:: Trecho do documento ::

Sobre o Rosário da Virgem Maria*


* Uma síntese da Carta de João Paulo II

 

O rosário de ave-marias deriva do rosário de pai-nossos. Este último foi introduzido, provavelmente, por S. Bento; monges pouco letrados, que não conseguiam recitar os 150 salmos em latim, rezavam em substituição 150 pai-nossos. Para se facilitar a contagem, se usavam grãos enfiados em um cordão. A implantação definitiva se deu com o Papa Pio V. Os papas posteriores como Leão XIII, Pio X e Pio XI estimularam enormemente a devoção, confirmada mais e mais pelas aparições da Virgem em Lourdes e Fátima, trazendo em suas mãos um rosário pendente[1].

(Registros de marcação de pontos)
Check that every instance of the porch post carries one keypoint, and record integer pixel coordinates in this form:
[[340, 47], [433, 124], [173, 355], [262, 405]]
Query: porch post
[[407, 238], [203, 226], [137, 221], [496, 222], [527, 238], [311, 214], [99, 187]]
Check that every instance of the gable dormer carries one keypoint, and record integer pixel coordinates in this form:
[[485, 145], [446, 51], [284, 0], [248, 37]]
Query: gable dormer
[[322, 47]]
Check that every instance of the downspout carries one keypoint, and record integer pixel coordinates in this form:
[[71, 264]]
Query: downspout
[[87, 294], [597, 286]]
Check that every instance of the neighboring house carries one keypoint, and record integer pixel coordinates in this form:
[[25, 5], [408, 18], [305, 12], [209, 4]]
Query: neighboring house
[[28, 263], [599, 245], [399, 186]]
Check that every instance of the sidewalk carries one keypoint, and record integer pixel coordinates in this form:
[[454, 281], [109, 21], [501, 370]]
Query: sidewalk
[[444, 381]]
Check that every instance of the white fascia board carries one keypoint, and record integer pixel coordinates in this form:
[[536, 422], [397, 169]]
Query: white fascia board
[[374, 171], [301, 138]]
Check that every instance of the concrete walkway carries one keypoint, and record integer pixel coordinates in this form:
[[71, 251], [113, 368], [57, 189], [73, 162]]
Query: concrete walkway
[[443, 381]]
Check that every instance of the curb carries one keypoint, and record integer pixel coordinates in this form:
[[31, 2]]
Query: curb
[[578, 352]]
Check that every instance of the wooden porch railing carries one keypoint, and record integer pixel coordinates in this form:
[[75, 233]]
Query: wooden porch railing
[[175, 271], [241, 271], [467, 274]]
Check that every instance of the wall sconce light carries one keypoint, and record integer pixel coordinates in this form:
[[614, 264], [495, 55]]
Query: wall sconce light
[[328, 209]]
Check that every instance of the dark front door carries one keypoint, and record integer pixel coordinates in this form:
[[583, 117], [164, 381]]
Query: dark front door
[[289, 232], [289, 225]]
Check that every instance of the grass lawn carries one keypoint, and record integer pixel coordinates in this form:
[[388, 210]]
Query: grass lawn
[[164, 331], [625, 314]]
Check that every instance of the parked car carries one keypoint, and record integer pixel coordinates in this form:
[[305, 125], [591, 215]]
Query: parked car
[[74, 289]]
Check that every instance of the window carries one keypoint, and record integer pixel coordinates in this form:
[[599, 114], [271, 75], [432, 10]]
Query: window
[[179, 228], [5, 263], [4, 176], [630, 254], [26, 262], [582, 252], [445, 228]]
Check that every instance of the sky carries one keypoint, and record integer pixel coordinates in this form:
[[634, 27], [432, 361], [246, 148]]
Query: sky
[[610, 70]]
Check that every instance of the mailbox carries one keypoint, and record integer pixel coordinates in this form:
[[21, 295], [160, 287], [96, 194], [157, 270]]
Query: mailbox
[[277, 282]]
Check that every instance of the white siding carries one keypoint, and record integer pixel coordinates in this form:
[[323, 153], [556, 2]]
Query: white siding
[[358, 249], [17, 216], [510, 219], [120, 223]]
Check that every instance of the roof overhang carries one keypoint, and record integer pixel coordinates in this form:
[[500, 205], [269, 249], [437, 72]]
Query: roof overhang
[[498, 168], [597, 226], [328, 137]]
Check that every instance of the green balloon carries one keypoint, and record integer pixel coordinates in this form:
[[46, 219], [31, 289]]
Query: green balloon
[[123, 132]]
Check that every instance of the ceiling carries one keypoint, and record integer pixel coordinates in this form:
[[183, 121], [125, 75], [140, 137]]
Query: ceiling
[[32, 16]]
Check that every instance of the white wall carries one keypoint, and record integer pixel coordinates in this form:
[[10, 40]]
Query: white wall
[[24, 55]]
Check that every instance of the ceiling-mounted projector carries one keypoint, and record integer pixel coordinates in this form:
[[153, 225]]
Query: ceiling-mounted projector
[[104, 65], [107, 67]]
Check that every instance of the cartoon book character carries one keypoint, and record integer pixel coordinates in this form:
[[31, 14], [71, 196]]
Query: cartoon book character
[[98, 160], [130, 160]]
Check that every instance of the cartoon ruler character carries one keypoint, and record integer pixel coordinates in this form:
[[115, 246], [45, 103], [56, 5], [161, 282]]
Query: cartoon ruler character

:: Objetivo 1 ::
Transcreva sem alterações a parte dos registros que começa na linha que contém "Check that every instance of the ceiling carries" e vai até o fim dos registros.
:: Objetivo 2 ::
Dê continuidade ao texto sobre o rosário da Virgem Maria a partir da última frase apresentada.

:: Resultado da tarefa 1 ::
Check that every instance of the ceiling carries one keypoint, and record integer pixel coordinates in this form:
[[183, 121], [125, 75], [140, 137]]
Query: ceiling
[[32, 16]]
Check that every instance of the white wall carries one keypoint, and record integer pixel coordinates in this form:
[[10, 40]]
Query: white wall
[[24, 55]]
Check that every instance of the ceiling-mounted projector carries one keypoint, and record integer pixel coordinates in this form:
[[153, 225]]
Query: ceiling-mounted projector
[[104, 65], [107, 67]]
Check that every instance of the cartoon book character carries one keypoint, and record integer pixel coordinates in this form:
[[31, 14], [71, 196]]
Query: cartoon book character
[[98, 160], [130, 160]]
Check that every instance of the cartoon ruler character carries one keypoint, and record integer pixel coordinates in this form:
[[115, 246], [45, 103], [56, 5], [161, 282]]
Query: cartoon ruler character

:: Resultado da tarefa 2 ::
Carta Apostólica “Rosarium Virginis Marie

 

Ao episcopado, ao clero e aos fiéis, sobre o Rosário

 

Introdução:

1. O rosário, por inspiração do Espírito Santo, se foi formando gradualmente no II milênio. Oração amada por vários santos e estimulada pelo magistério. De origem ocidental e meditativa. Ainda que caracterizado por uma fisionomia Mariana, em seu âmago é uma oração cristológica: concentra a profundidade de toda a mensagem evangélica.

2. Esta carta celebra os 120 anos do primeiro documento do magistério a tratar da importância do Rosário: Leão XIII (Supremi apostolatus Officio – 1883): indica-o como instrumento espiritual eficaz contra os males da sociedade. Outro pontífice, Paulo VI (Marialis cultus), destaca o caráter evangélico do rosário e sua orientação cristológica.

Testemunho pessoal: “O rosário acompanhou-me nos momentos de alegria e nas provações. A ele confiei tantas preocupações; nele encontrei sempre conforto”.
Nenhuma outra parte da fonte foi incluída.